**Задача 1**
Подсчитайте, в скольких строках данных ниже встречается слово «window». В ответе дайте только число.

**Исходный текст**
На другое утро мы прибыли в Чикаго. Я искала взглядом гангстеров, но были только близнецы с «Парамаунта», которые препроводили нас в отель «Блэкстон», снова в номера-люкс, где все было — красный бархат и позолота, — и где мы приняли ванну, прежде чем сели на поезд «Санта-Фе», который должен был доставить нас в Калифорнию. После устранения пожирающих воздух цветов и инфекции «грязнуль» мы расположились в наших купе на четыре дня, на весь путь до места назначения. В одном купе сразу же приготовили нижние и верхние полки — это стало нашей спальней; другое — гостиной. Моя мать облачилась на все время в свою дорожную пижаму, писала, отвечала на телеграммы, читала. Еду нам подавал любезнейший проводник. Бекки и Рези было позволено ходить обедать в то, что называлось «вагон-ресторан». Мне так хотелось пойти с ними и посмотреть, что это такое!
В Альбукерке (я долго училась выговаривать это слово) я увидела первого американского индейца. Вернее, индианку. Большая тучная леди, обвешанная разноцветными бусами, сидела у железнодорожного полотна и продавала безделушки и корзинки тугого плетения. Я подбежала к ней по платформе, держа в руке долларовую бумажку, которую мне дала мама, и надеясь, что успею что-нибудь купить, прежде чем поезд тронется и оставит меня одну в американской пустыне. Моя мать кричала в окно, чтобы я поторопилась, она уже начала нервничать. Я указала пальцем на маленький полированный камушек — такого цвета я никогда не видела. Индианка протянула его мне: особенно яркий на коричневой мозолистой ладони. Я энергично кивнула, отдала ей свой доллар, мы обменялись сокровищами. Я сделала книксен и бросилась назад, в поезд, сжимая в кулаке мою первую бирюзу, нагретую солнцем пустыни.

**Фрагменты данных**
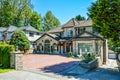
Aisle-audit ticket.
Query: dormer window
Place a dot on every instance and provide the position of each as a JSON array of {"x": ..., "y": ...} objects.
[{"x": 31, "y": 34}]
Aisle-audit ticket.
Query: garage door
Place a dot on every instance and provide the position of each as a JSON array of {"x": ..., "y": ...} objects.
[{"x": 112, "y": 56}]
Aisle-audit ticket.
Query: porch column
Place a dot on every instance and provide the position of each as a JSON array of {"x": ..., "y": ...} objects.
[
  {"x": 62, "y": 49},
  {"x": 70, "y": 48}
]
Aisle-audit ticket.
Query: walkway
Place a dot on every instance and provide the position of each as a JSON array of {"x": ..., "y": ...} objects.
[{"x": 48, "y": 63}]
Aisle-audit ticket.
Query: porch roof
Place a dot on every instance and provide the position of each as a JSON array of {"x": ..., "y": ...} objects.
[
  {"x": 56, "y": 30},
  {"x": 91, "y": 37},
  {"x": 50, "y": 35}
]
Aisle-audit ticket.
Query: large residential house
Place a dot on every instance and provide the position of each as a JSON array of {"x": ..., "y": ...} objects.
[
  {"x": 75, "y": 36},
  {"x": 32, "y": 33}
]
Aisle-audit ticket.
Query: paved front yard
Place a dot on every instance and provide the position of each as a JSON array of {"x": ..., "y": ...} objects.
[{"x": 62, "y": 68}]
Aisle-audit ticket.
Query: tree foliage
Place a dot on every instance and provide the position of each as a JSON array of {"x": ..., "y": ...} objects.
[
  {"x": 20, "y": 40},
  {"x": 20, "y": 13},
  {"x": 79, "y": 18},
  {"x": 50, "y": 21},
  {"x": 5, "y": 50},
  {"x": 15, "y": 12},
  {"x": 105, "y": 15}
]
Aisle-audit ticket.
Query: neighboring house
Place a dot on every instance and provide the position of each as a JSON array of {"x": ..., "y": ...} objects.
[
  {"x": 32, "y": 33},
  {"x": 75, "y": 36}
]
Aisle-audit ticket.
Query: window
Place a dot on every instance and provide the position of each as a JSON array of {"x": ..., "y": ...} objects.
[{"x": 31, "y": 34}]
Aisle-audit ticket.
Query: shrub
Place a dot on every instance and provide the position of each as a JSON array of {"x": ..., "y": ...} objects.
[
  {"x": 5, "y": 54},
  {"x": 89, "y": 57},
  {"x": 20, "y": 40}
]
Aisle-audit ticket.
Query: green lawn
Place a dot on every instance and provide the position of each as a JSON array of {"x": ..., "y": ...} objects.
[{"x": 4, "y": 70}]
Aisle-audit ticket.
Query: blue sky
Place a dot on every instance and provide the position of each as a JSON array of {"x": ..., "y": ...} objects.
[{"x": 62, "y": 9}]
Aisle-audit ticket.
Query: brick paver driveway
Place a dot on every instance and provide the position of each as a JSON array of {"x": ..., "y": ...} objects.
[{"x": 48, "y": 63}]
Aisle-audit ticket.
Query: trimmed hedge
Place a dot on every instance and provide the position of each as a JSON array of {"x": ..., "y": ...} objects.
[{"x": 5, "y": 50}]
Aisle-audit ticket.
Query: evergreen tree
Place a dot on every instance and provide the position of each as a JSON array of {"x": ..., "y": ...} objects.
[
  {"x": 20, "y": 40},
  {"x": 50, "y": 21},
  {"x": 36, "y": 21},
  {"x": 105, "y": 15}
]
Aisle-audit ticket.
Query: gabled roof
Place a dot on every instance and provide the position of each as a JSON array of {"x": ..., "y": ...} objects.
[
  {"x": 2, "y": 29},
  {"x": 91, "y": 37},
  {"x": 56, "y": 30},
  {"x": 84, "y": 23},
  {"x": 50, "y": 35},
  {"x": 11, "y": 28},
  {"x": 71, "y": 23},
  {"x": 29, "y": 28}
]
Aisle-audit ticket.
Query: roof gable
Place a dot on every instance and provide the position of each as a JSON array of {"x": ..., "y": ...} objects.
[
  {"x": 29, "y": 28},
  {"x": 85, "y": 35}
]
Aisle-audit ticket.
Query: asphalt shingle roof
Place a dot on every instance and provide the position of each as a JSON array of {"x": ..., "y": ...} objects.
[{"x": 85, "y": 23}]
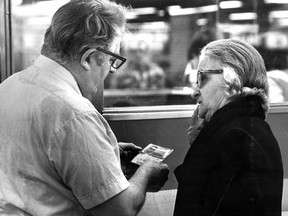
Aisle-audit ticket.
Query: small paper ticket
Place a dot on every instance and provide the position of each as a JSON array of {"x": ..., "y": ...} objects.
[{"x": 152, "y": 152}]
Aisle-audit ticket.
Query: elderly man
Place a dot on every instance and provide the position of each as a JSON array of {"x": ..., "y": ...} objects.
[{"x": 58, "y": 154}]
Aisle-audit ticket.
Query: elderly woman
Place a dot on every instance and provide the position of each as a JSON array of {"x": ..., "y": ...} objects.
[{"x": 234, "y": 165}]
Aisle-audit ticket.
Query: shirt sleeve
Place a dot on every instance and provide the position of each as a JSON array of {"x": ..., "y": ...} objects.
[{"x": 85, "y": 154}]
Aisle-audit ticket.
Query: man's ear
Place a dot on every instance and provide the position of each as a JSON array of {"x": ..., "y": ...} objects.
[{"x": 85, "y": 59}]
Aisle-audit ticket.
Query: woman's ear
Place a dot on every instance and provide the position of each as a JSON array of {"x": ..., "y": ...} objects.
[{"x": 85, "y": 59}]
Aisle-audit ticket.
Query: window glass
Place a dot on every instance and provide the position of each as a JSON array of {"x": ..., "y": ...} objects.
[{"x": 159, "y": 67}]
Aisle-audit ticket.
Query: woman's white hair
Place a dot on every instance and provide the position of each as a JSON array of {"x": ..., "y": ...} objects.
[{"x": 244, "y": 71}]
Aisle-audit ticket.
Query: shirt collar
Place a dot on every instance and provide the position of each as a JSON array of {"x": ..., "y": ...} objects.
[{"x": 55, "y": 69}]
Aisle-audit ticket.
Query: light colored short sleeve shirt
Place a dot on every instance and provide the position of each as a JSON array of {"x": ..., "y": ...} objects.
[{"x": 58, "y": 155}]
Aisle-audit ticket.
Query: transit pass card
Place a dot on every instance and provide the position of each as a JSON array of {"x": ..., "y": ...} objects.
[{"x": 152, "y": 152}]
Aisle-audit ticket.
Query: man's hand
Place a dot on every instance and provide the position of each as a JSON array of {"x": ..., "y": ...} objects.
[{"x": 127, "y": 152}]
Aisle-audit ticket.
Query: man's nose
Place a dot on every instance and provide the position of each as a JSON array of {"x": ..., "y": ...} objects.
[{"x": 112, "y": 70}]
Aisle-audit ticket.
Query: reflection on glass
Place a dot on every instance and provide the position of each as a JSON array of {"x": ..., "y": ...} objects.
[{"x": 157, "y": 47}]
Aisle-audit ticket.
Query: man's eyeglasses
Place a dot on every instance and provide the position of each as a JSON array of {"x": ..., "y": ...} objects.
[
  {"x": 201, "y": 75},
  {"x": 117, "y": 61}
]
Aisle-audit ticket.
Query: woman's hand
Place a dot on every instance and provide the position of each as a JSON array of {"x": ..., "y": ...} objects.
[{"x": 196, "y": 125}]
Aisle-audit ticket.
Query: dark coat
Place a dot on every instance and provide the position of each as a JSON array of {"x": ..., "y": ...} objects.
[{"x": 233, "y": 167}]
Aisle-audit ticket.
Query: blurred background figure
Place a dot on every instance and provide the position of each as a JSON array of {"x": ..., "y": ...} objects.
[
  {"x": 199, "y": 40},
  {"x": 278, "y": 82}
]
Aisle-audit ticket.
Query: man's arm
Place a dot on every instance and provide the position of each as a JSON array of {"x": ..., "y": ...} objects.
[{"x": 150, "y": 177}]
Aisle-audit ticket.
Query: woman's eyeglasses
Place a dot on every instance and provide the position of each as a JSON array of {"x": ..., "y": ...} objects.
[
  {"x": 117, "y": 61},
  {"x": 201, "y": 75}
]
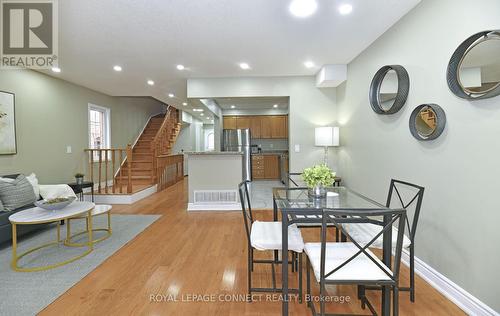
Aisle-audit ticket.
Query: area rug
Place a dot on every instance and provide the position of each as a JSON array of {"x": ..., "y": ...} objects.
[{"x": 27, "y": 293}]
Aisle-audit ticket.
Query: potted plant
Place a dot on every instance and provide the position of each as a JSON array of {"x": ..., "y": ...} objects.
[
  {"x": 317, "y": 178},
  {"x": 79, "y": 178}
]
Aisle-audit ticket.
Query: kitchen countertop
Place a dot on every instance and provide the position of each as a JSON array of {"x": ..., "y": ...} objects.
[
  {"x": 273, "y": 152},
  {"x": 219, "y": 153}
]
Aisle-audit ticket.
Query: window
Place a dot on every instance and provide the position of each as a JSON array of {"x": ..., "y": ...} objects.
[
  {"x": 99, "y": 128},
  {"x": 209, "y": 145}
]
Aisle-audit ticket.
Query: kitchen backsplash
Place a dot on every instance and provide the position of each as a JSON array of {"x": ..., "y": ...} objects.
[{"x": 271, "y": 144}]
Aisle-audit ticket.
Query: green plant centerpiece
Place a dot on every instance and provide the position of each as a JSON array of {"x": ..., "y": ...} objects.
[
  {"x": 79, "y": 178},
  {"x": 317, "y": 178}
]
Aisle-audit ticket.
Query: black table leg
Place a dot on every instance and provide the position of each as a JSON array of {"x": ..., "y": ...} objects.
[
  {"x": 386, "y": 257},
  {"x": 284, "y": 265},
  {"x": 275, "y": 218}
]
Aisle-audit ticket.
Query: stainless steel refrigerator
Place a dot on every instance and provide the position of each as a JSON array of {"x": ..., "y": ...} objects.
[{"x": 238, "y": 140}]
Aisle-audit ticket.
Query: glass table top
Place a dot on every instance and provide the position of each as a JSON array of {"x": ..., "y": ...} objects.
[{"x": 337, "y": 198}]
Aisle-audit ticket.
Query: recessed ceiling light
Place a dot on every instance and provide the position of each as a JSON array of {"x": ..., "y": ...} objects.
[
  {"x": 345, "y": 9},
  {"x": 309, "y": 64},
  {"x": 303, "y": 8},
  {"x": 244, "y": 66}
]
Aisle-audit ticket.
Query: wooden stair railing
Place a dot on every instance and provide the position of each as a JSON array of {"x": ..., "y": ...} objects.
[
  {"x": 162, "y": 143},
  {"x": 169, "y": 171},
  {"x": 108, "y": 157}
]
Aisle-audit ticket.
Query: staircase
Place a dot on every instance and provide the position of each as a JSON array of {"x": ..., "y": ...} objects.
[{"x": 158, "y": 138}]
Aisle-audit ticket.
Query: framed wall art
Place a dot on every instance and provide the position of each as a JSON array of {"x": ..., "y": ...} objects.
[{"x": 8, "y": 144}]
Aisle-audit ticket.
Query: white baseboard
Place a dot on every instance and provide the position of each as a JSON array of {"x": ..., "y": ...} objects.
[
  {"x": 214, "y": 207},
  {"x": 121, "y": 198},
  {"x": 463, "y": 299}
]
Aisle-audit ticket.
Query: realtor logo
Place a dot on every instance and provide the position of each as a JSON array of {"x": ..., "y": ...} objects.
[{"x": 29, "y": 37}]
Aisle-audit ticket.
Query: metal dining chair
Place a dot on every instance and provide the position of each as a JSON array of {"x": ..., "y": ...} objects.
[
  {"x": 352, "y": 262},
  {"x": 266, "y": 236},
  {"x": 365, "y": 232}
]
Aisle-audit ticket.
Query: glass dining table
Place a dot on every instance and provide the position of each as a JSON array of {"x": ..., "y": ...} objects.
[{"x": 296, "y": 207}]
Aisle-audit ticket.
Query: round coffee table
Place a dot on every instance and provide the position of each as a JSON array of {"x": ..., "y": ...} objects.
[
  {"x": 37, "y": 215},
  {"x": 100, "y": 209}
]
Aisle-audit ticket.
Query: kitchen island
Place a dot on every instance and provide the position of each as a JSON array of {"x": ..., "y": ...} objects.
[{"x": 213, "y": 179}]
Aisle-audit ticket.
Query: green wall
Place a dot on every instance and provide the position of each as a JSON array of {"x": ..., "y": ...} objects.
[{"x": 52, "y": 114}]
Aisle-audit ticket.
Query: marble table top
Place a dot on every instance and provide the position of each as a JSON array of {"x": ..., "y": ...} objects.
[{"x": 37, "y": 215}]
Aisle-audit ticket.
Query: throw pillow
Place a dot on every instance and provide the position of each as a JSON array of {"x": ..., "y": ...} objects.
[
  {"x": 10, "y": 180},
  {"x": 16, "y": 194},
  {"x": 34, "y": 182},
  {"x": 53, "y": 191}
]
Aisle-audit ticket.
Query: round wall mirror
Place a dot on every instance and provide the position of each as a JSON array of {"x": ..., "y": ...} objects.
[
  {"x": 389, "y": 89},
  {"x": 474, "y": 69},
  {"x": 427, "y": 121}
]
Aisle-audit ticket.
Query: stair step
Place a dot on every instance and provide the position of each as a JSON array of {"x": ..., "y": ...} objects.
[
  {"x": 141, "y": 156},
  {"x": 142, "y": 164},
  {"x": 137, "y": 172}
]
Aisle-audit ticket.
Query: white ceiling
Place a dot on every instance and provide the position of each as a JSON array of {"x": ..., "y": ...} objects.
[{"x": 149, "y": 38}]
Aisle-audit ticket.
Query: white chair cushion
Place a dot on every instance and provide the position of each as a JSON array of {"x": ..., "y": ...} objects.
[
  {"x": 267, "y": 236},
  {"x": 362, "y": 233},
  {"x": 360, "y": 268}
]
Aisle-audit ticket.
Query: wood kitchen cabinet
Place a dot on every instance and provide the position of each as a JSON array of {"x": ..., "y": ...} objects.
[
  {"x": 255, "y": 126},
  {"x": 257, "y": 167},
  {"x": 261, "y": 126},
  {"x": 271, "y": 167},
  {"x": 229, "y": 122}
]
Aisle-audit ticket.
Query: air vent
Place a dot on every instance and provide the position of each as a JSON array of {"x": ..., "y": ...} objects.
[{"x": 215, "y": 196}]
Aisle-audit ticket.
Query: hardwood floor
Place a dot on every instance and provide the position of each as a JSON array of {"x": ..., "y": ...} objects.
[{"x": 185, "y": 254}]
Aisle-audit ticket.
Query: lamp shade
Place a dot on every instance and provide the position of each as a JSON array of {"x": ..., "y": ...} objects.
[{"x": 327, "y": 136}]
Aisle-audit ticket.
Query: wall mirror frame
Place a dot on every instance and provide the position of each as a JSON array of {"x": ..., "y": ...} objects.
[
  {"x": 400, "y": 95},
  {"x": 427, "y": 121},
  {"x": 459, "y": 61}
]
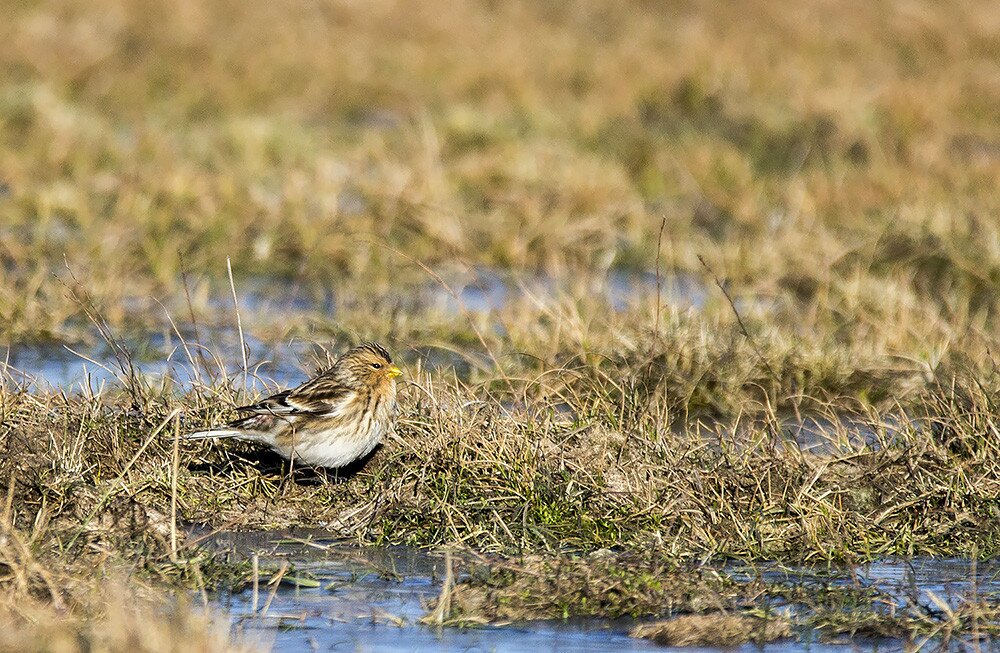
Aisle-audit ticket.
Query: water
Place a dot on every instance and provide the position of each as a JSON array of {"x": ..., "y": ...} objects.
[
  {"x": 373, "y": 599},
  {"x": 161, "y": 356}
]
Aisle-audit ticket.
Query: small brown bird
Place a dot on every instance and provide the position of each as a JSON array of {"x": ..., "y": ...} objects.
[{"x": 330, "y": 420}]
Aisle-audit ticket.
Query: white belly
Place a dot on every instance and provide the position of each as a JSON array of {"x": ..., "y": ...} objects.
[{"x": 332, "y": 451}]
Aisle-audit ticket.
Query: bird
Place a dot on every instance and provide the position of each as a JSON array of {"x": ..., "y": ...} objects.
[{"x": 333, "y": 419}]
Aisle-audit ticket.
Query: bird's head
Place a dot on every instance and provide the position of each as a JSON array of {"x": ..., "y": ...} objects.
[{"x": 369, "y": 365}]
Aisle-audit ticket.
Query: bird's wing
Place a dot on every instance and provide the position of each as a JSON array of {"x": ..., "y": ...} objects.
[{"x": 317, "y": 396}]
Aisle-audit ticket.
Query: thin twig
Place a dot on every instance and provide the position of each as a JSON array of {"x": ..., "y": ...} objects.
[
  {"x": 239, "y": 322},
  {"x": 739, "y": 320},
  {"x": 659, "y": 243},
  {"x": 175, "y": 467}
]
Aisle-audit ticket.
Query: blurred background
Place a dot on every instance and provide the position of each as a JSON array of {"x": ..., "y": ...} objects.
[{"x": 837, "y": 162}]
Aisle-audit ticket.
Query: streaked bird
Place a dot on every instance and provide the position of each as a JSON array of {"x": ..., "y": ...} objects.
[{"x": 330, "y": 420}]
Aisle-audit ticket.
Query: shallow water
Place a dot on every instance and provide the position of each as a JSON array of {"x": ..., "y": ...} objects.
[
  {"x": 372, "y": 600},
  {"x": 216, "y": 352}
]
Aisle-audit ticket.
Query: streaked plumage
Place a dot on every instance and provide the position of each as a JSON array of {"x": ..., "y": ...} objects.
[{"x": 330, "y": 420}]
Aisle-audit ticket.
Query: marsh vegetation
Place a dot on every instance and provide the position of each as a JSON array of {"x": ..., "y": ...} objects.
[{"x": 705, "y": 282}]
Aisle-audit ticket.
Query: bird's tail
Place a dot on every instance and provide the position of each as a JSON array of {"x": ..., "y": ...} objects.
[{"x": 214, "y": 433}]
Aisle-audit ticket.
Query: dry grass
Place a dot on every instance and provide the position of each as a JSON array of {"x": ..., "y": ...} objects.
[
  {"x": 833, "y": 166},
  {"x": 52, "y": 603},
  {"x": 716, "y": 630}
]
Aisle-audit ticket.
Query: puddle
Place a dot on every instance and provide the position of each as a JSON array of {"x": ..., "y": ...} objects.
[
  {"x": 373, "y": 599},
  {"x": 370, "y": 599}
]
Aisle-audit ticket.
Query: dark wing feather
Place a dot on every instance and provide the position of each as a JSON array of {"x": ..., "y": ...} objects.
[{"x": 316, "y": 396}]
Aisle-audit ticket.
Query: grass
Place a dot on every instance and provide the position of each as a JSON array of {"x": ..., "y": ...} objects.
[{"x": 822, "y": 178}]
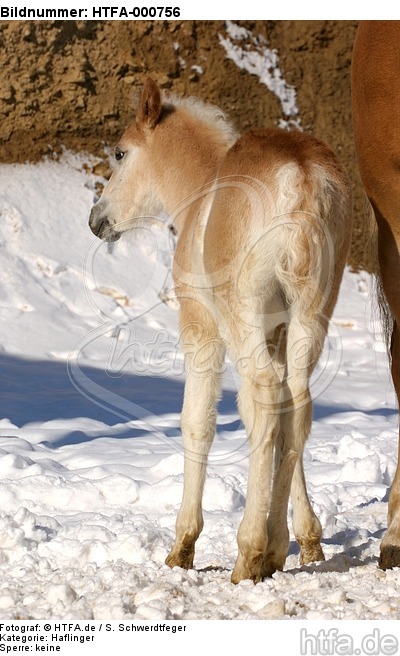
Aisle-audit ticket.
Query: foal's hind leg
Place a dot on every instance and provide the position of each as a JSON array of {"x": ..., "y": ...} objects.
[
  {"x": 259, "y": 405},
  {"x": 204, "y": 356},
  {"x": 389, "y": 261},
  {"x": 304, "y": 344}
]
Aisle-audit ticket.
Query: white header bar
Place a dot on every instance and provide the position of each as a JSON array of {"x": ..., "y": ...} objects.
[{"x": 195, "y": 10}]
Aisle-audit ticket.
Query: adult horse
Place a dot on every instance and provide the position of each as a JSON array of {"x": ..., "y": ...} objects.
[
  {"x": 264, "y": 225},
  {"x": 376, "y": 121}
]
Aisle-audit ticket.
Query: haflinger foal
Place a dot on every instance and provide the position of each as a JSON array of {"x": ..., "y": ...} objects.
[{"x": 264, "y": 226}]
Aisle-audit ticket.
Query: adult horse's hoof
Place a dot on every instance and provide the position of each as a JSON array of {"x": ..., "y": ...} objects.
[{"x": 390, "y": 556}]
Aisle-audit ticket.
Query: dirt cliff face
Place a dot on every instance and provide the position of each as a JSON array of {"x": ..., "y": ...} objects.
[{"x": 71, "y": 83}]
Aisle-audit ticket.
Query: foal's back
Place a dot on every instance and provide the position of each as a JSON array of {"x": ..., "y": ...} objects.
[{"x": 273, "y": 187}]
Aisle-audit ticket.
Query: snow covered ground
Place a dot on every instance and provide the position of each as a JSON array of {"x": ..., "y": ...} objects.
[{"x": 90, "y": 447}]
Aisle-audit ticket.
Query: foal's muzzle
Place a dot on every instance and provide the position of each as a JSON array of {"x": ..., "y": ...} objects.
[{"x": 101, "y": 226}]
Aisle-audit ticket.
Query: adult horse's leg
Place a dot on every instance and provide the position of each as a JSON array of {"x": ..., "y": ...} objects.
[
  {"x": 389, "y": 263},
  {"x": 376, "y": 121},
  {"x": 305, "y": 339},
  {"x": 204, "y": 357}
]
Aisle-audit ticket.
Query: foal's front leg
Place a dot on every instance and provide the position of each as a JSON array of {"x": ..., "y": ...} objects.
[{"x": 203, "y": 371}]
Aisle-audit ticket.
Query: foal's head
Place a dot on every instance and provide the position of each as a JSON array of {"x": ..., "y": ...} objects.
[
  {"x": 167, "y": 153},
  {"x": 131, "y": 194}
]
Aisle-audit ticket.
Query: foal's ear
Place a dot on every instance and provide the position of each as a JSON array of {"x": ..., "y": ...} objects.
[{"x": 150, "y": 105}]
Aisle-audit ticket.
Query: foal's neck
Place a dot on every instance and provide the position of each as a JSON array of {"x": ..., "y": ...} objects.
[{"x": 194, "y": 154}]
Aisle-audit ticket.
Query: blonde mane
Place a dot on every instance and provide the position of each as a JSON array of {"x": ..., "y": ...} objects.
[{"x": 204, "y": 112}]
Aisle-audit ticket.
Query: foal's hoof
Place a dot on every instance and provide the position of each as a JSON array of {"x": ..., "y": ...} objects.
[
  {"x": 182, "y": 556},
  {"x": 311, "y": 552},
  {"x": 390, "y": 556}
]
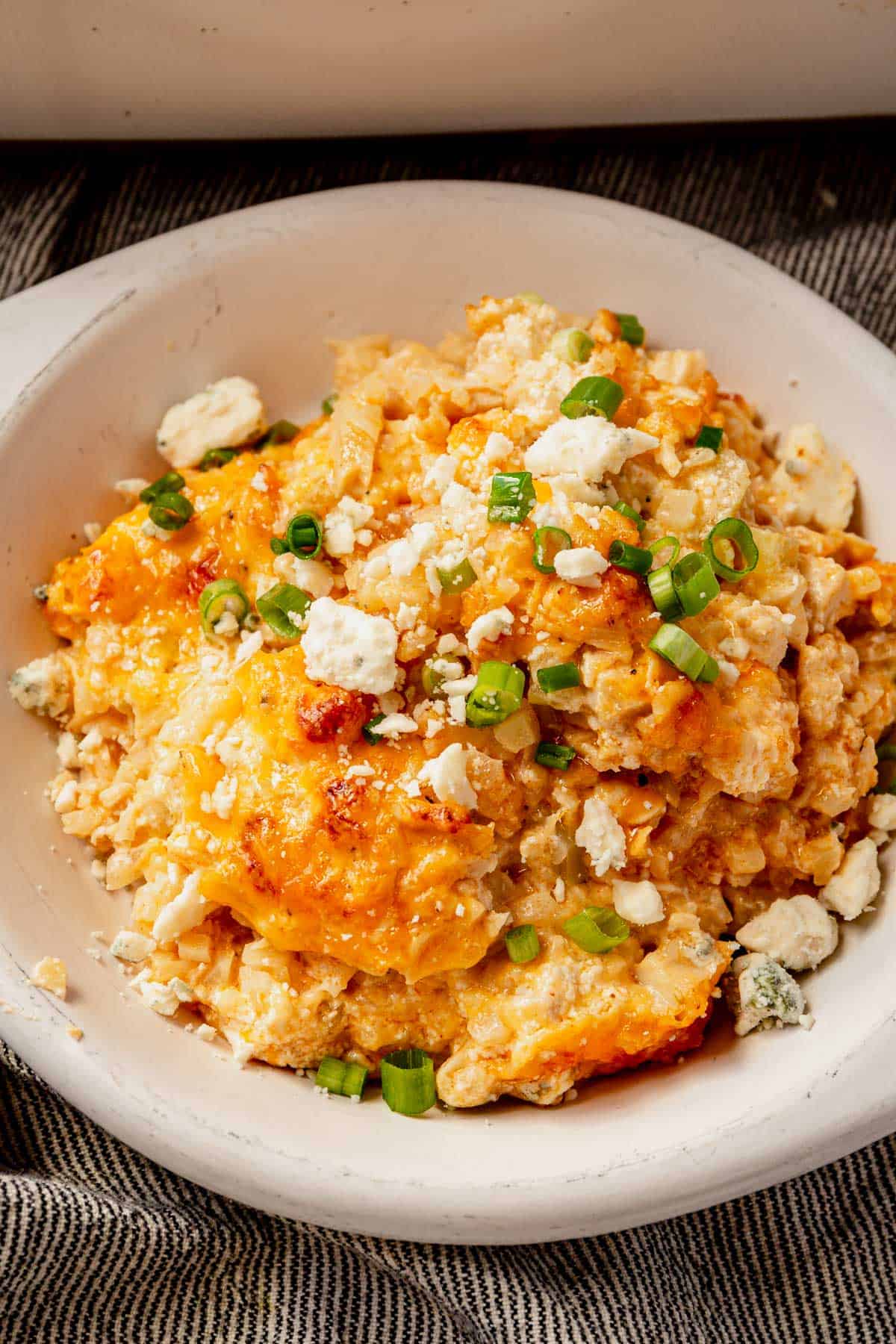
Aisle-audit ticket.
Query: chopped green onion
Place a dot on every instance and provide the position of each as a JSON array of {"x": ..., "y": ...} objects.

**Задача 2**
Ответьте, пожалуйста, на вопросы по исходному тексту выше:
(а) В каком отеле в Чикаго разместили путешественников?
(б) Сколько дней должен был занять путь на поезде «Санта-Фе» до места назначения?
(в) Что купили у индианки в Альбукерке и за какую сумму?

**Разобранный ответ 1**
4

**Разобранный ответ 2**
(а) В отеле «Блэкстон».
(б) Четыре дня.
(в) Маленький полированный камушек, бирюзу, за доллар.